§ **Job**: Reproduce every one of the items below word for word, leaving out the pictures.

═══

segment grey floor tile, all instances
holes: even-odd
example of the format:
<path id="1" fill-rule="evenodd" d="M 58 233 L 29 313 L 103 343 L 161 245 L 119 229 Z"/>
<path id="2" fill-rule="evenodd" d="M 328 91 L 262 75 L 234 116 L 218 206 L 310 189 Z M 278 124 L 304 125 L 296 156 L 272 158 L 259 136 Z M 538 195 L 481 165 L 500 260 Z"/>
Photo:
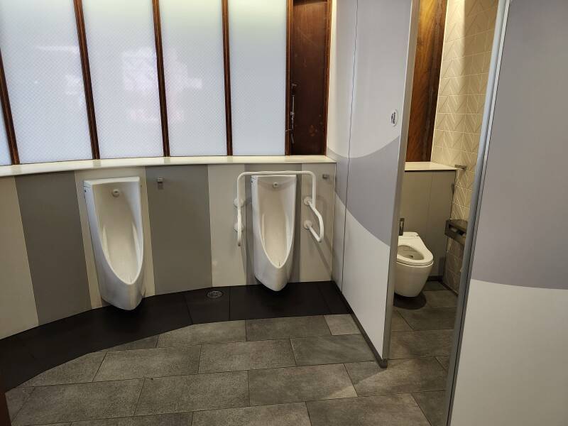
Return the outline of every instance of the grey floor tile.
<path id="1" fill-rule="evenodd" d="M 341 334 L 360 334 L 359 327 L 350 315 L 326 315 L 325 320 L 334 336 Z"/>
<path id="2" fill-rule="evenodd" d="M 292 339 L 299 366 L 373 361 L 375 356 L 361 334 Z"/>
<path id="3" fill-rule="evenodd" d="M 402 332 L 390 335 L 390 359 L 447 356 L 453 330 Z"/>
<path id="4" fill-rule="evenodd" d="M 438 390 L 446 387 L 447 371 L 435 358 L 394 359 L 381 368 L 376 362 L 345 364 L 359 396 Z"/>
<path id="5" fill-rule="evenodd" d="M 296 365 L 290 340 L 204 344 L 200 373 L 291 367 Z"/>
<path id="6" fill-rule="evenodd" d="M 143 381 L 128 380 L 36 388 L 14 426 L 133 415 Z"/>
<path id="7" fill-rule="evenodd" d="M 452 329 L 456 320 L 455 307 L 401 309 L 398 312 L 415 330 Z"/>
<path id="8" fill-rule="evenodd" d="M 15 388 L 6 393 L 10 420 L 13 420 L 33 391 L 33 388 Z"/>
<path id="9" fill-rule="evenodd" d="M 303 403 L 199 411 L 192 426 L 311 426 Z"/>
<path id="10" fill-rule="evenodd" d="M 234 408 L 248 405 L 246 371 L 147 378 L 136 415 Z"/>
<path id="11" fill-rule="evenodd" d="M 393 323 L 390 324 L 391 332 L 410 332 L 412 327 L 404 320 L 398 311 L 393 311 Z"/>
<path id="12" fill-rule="evenodd" d="M 158 336 L 151 336 L 146 339 L 141 339 L 140 340 L 135 340 L 134 342 L 129 342 L 124 344 L 119 344 L 113 346 L 106 351 L 131 351 L 132 349 L 151 349 L 156 346 L 158 343 Z"/>
<path id="13" fill-rule="evenodd" d="M 200 349 L 200 346 L 191 346 L 106 352 L 94 381 L 194 374 Z"/>
<path id="14" fill-rule="evenodd" d="M 413 393 L 413 396 L 432 426 L 446 426 L 447 417 L 445 391 Z"/>
<path id="15" fill-rule="evenodd" d="M 447 290 L 439 281 L 427 281 L 424 285 L 424 291 L 442 291 Z"/>
<path id="16" fill-rule="evenodd" d="M 75 422 L 73 426 L 191 426 L 191 413 L 137 415 L 119 419 Z"/>
<path id="17" fill-rule="evenodd" d="M 158 339 L 158 346 L 175 346 L 202 343 L 227 343 L 246 340 L 244 321 L 226 321 L 195 324 L 164 333 Z"/>
<path id="18" fill-rule="evenodd" d="M 427 307 L 455 307 L 457 296 L 449 290 L 443 291 L 425 291 Z"/>
<path id="19" fill-rule="evenodd" d="M 290 317 L 246 321 L 247 340 L 268 340 L 290 337 L 329 336 L 329 329 L 321 315 Z"/>
<path id="20" fill-rule="evenodd" d="M 44 386 L 92 381 L 103 358 L 104 358 L 104 352 L 87 354 L 44 371 L 21 386 Z"/>
<path id="21" fill-rule="evenodd" d="M 251 405 L 356 396 L 343 364 L 248 371 Z"/>
<path id="22" fill-rule="evenodd" d="M 410 395 L 385 395 L 307 403 L 312 426 L 430 426 Z"/>
<path id="23" fill-rule="evenodd" d="M 436 359 L 442 364 L 442 366 L 447 370 L 449 368 L 449 356 L 436 356 Z"/>

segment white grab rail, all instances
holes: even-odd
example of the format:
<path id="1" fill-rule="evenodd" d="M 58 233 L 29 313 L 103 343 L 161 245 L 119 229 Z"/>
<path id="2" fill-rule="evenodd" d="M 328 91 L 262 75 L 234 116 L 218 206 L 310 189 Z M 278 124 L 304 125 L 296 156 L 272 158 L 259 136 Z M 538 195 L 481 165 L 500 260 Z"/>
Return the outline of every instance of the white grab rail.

═══

§ **Final result**:
segment grey floor tile, all instances
holes: even-odd
example of the format:
<path id="1" fill-rule="evenodd" d="M 58 233 L 29 313 L 103 343 L 161 245 L 119 229 Z"/>
<path id="2" fill-rule="evenodd" d="M 328 91 L 262 75 L 234 116 L 218 206 L 310 189 Z M 278 124 L 304 125 L 296 156 L 272 158 L 259 136 Z M 538 195 L 481 165 L 500 260 Z"/>
Photo:
Return the outline of every instance of the grey floor tile.
<path id="1" fill-rule="evenodd" d="M 341 334 L 360 334 L 359 327 L 350 315 L 326 315 L 325 320 L 334 336 Z"/>
<path id="2" fill-rule="evenodd" d="M 292 339 L 299 366 L 373 361 L 375 356 L 361 334 Z"/>
<path id="3" fill-rule="evenodd" d="M 402 332 L 390 335 L 390 359 L 447 356 L 453 330 Z"/>
<path id="4" fill-rule="evenodd" d="M 438 390 L 446 387 L 447 371 L 435 358 L 394 359 L 381 368 L 376 362 L 345 364 L 359 396 Z"/>
<path id="5" fill-rule="evenodd" d="M 296 365 L 290 340 L 204 344 L 200 373 L 291 367 Z"/>
<path id="6" fill-rule="evenodd" d="M 143 381 L 128 380 L 36 388 L 14 426 L 133 415 Z"/>
<path id="7" fill-rule="evenodd" d="M 452 329 L 456 320 L 455 307 L 401 309 L 398 312 L 415 330 Z"/>
<path id="8" fill-rule="evenodd" d="M 15 388 L 6 393 L 10 420 L 13 420 L 33 391 L 33 388 Z"/>
<path id="9" fill-rule="evenodd" d="M 303 403 L 199 411 L 192 426 L 311 426 Z"/>
<path id="10" fill-rule="evenodd" d="M 234 408 L 248 405 L 246 371 L 147 378 L 136 415 Z"/>
<path id="11" fill-rule="evenodd" d="M 393 323 L 390 324 L 391 332 L 410 332 L 412 327 L 404 320 L 398 311 L 393 311 Z"/>
<path id="12" fill-rule="evenodd" d="M 158 336 L 151 336 L 146 339 L 141 339 L 140 340 L 135 340 L 134 342 L 129 342 L 124 344 L 119 344 L 113 346 L 106 351 L 131 351 L 132 349 L 151 349 L 156 346 L 158 343 Z"/>
<path id="13" fill-rule="evenodd" d="M 200 349 L 200 346 L 191 346 L 106 352 L 94 381 L 194 374 Z"/>
<path id="14" fill-rule="evenodd" d="M 413 393 L 413 396 L 432 426 L 446 426 L 447 417 L 445 391 Z"/>
<path id="15" fill-rule="evenodd" d="M 447 290 L 439 281 L 427 281 L 424 285 L 424 291 L 442 291 Z"/>
<path id="16" fill-rule="evenodd" d="M 75 422 L 73 426 L 191 426 L 191 413 L 137 415 L 119 419 Z"/>
<path id="17" fill-rule="evenodd" d="M 158 339 L 158 346 L 175 346 L 202 343 L 227 343 L 246 340 L 244 321 L 226 321 L 195 324 L 164 333 Z"/>
<path id="18" fill-rule="evenodd" d="M 427 307 L 455 307 L 457 296 L 449 290 L 443 291 L 425 291 Z"/>
<path id="19" fill-rule="evenodd" d="M 290 317 L 246 321 L 247 340 L 268 340 L 290 337 L 329 336 L 329 329 L 321 315 Z"/>
<path id="20" fill-rule="evenodd" d="M 44 386 L 92 381 L 103 358 L 104 358 L 104 352 L 87 354 L 44 371 L 21 386 Z"/>
<path id="21" fill-rule="evenodd" d="M 251 405 L 356 396 L 343 364 L 248 371 Z"/>
<path id="22" fill-rule="evenodd" d="M 410 395 L 385 395 L 307 403 L 312 426 L 430 426 Z"/>
<path id="23" fill-rule="evenodd" d="M 436 359 L 442 364 L 442 366 L 447 370 L 449 368 L 449 356 L 436 356 Z"/>

segment white grab rail, all instances
holes: even-odd
example of the format:
<path id="1" fill-rule="evenodd" d="M 58 233 L 29 313 L 103 343 L 161 245 L 119 229 Z"/>
<path id="2" fill-rule="evenodd" d="M 328 91 L 262 75 L 234 116 L 218 206 L 310 189 Z M 278 124 L 304 125 L 296 156 L 272 158 L 259 136 Z M 538 195 L 481 165 L 500 260 Z"/>
Return the outline of every instance of the white grab rail.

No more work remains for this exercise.